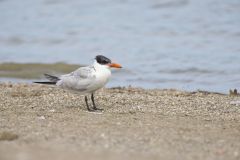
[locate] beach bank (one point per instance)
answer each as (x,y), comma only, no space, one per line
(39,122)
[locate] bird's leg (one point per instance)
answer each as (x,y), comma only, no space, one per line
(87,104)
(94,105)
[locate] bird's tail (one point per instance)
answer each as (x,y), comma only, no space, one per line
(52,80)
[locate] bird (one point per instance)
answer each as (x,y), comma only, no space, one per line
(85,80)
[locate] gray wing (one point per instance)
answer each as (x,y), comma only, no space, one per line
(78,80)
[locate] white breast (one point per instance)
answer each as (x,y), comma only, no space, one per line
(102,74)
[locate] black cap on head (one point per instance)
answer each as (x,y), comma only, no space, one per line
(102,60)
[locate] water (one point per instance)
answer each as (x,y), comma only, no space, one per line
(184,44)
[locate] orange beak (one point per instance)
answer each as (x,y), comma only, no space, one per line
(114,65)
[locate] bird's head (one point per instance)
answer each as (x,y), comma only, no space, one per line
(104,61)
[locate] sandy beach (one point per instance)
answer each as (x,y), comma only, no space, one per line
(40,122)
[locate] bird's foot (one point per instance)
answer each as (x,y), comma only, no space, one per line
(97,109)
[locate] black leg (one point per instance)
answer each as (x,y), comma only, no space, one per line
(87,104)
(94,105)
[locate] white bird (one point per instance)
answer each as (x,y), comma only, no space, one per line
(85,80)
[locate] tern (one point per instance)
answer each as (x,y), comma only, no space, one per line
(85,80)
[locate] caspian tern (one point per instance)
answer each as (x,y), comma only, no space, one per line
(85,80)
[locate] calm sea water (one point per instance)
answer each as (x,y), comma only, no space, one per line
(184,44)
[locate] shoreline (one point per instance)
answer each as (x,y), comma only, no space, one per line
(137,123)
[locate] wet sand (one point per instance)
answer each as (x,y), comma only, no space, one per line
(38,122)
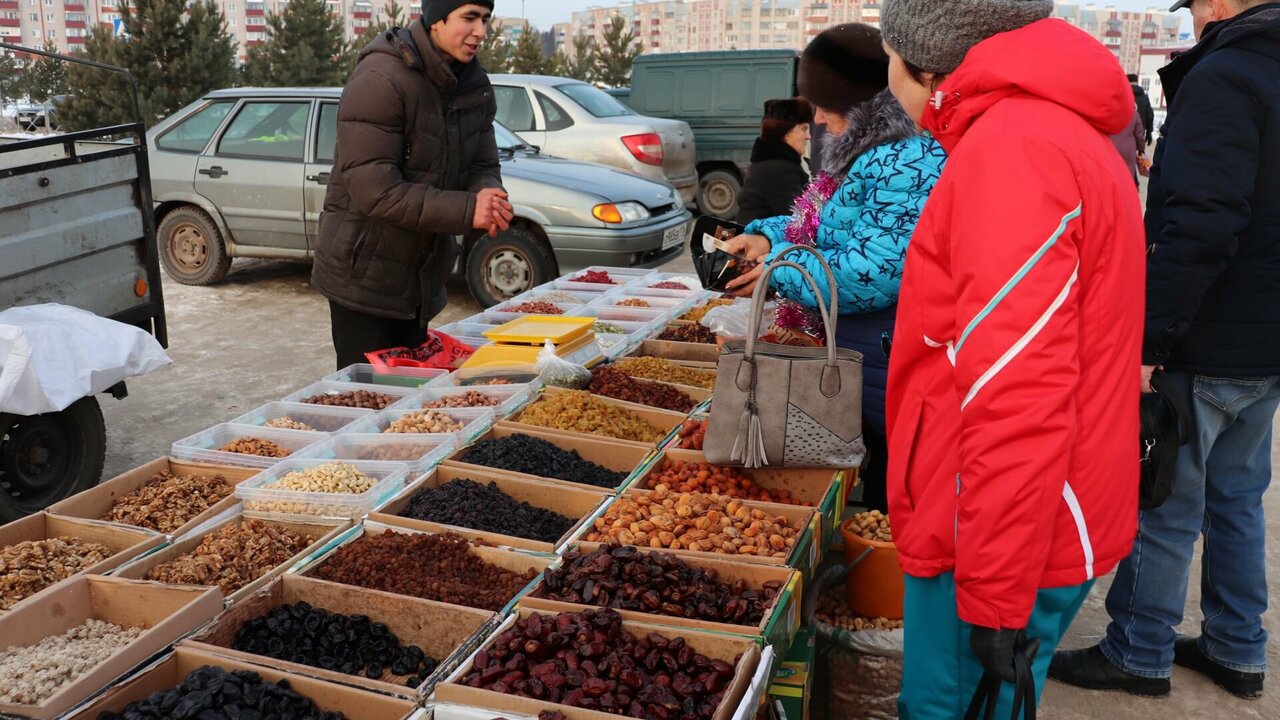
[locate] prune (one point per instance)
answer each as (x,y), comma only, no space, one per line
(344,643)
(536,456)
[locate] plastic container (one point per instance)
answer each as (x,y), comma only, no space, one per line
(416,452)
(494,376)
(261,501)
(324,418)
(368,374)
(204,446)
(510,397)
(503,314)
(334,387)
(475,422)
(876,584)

__TASK PROMPT__: Render the records above as a Markdown table with the columns Row and Record line, one nonblank line per row, numbered in order. Leave the picture lines out of the table.

__FULL ANSWER__:
| Row | Record line |
|---|---|
| 1 | [locate] beach bank (one point per instance) |
| 2 | answer each as (x,y), comma only, no space, one per line |
| 3 | (39,122) |
| 4 | [locate] bird's leg (one point per instance) |
| 5 | answer each as (x,y), comma only, no space, one per line |
| 6 | (87,104) |
| 7 | (94,105) |
| 8 | [locate] bird's tail (one point per instance) |
| 9 | answer each as (x,y), comma only, no space, one per line |
| 10 | (52,80) |
| 11 | [locate] bird (one point per instance) |
| 12 | answer each as (x,y), comma only, no space, one per line |
| 13 | (85,80) |
| 14 | [locate] gray wing (one point per instance) |
| 15 | answer each as (x,y), comma only, no space, one per line |
| 16 | (78,80) |
| 17 | [locate] white breast (one point per instance) |
| 18 | answer each as (x,y), comma only, no space, one per line |
| 19 | (102,74) |
| 20 | [locate] black cap on head (one point per instance) |
| 21 | answer each as (x,y), comma only, no space, one per line |
| 22 | (102,60) |
| 23 | [locate] water (one point per instance) |
| 24 | answer each as (x,y), comma only, no space, one per line |
| 25 | (184,44) |
| 26 | [locate] orange beak (one point per instance) |
| 27 | answer each as (x,y), comma only, no space, one per line |
| 28 | (114,65) |
| 29 | [locate] bird's head (one point per instance) |
| 30 | answer each as (x,y), comma only, no space, one per line |
| 31 | (104,61) |
| 32 | [locate] sandy beach (one point per instance) |
| 33 | answer each as (x,y), comma only, no space, one per line |
| 34 | (40,122) |
| 35 | [locate] bird's foot (one point per instance) |
| 36 | answer each as (x,y), comma only, no space, one per line |
| 37 | (97,109) |
| 38 | [locate] black leg (one point per instance) |
| 39 | answer each as (x,y), comma only, no space, one per line |
| 40 | (87,104) |
| 41 | (94,105) |
| 42 | [locate] white bird (one point per instance) |
| 43 | answer each as (x,y), comma only, no space, one per line |
| 44 | (85,80) |
| 45 | [locate] tern (one point per instance) |
| 46 | answer each as (x,y), comma only, no space, one per line |
| 47 | (85,80) |
| 48 | [locate] caspian tern (one point per instance) |
| 49 | answer each as (x,y), comma only, no space, one per line |
| 50 | (85,80) |
| 51 | [locate] calm sea water (one point per instance) |
| 52 | answer each as (x,y), comma only, no space, one per line |
| 53 | (184,44) |
| 54 | [locate] shoreline (one point per instance) |
| 55 | answer each as (x,y), comma only, no space, one per line |
| 56 | (137,123) |
| 57 | [locate] wet sand (one point per instance) |
| 58 | answer each as (x,y), comma only, no space, one per line |
| 59 | (38,122) |
| 60 | [locate] prune (one point per instance) |
| 61 | answer each as (x,y), comma only, no space, one per line |
| 62 | (344,643) |
| 63 | (536,456) |
| 64 | [locate] plastic container (one point per instance) |
| 65 | answer each as (x,y), comma only, no space, one per line |
| 66 | (416,452) |
| 67 | (494,376) |
| 68 | (261,501) |
| 69 | (324,418) |
| 70 | (368,374) |
| 71 | (204,446) |
| 72 | (510,397) |
| 73 | (503,314) |
| 74 | (334,387) |
| 75 | (475,422) |
| 76 | (876,584) |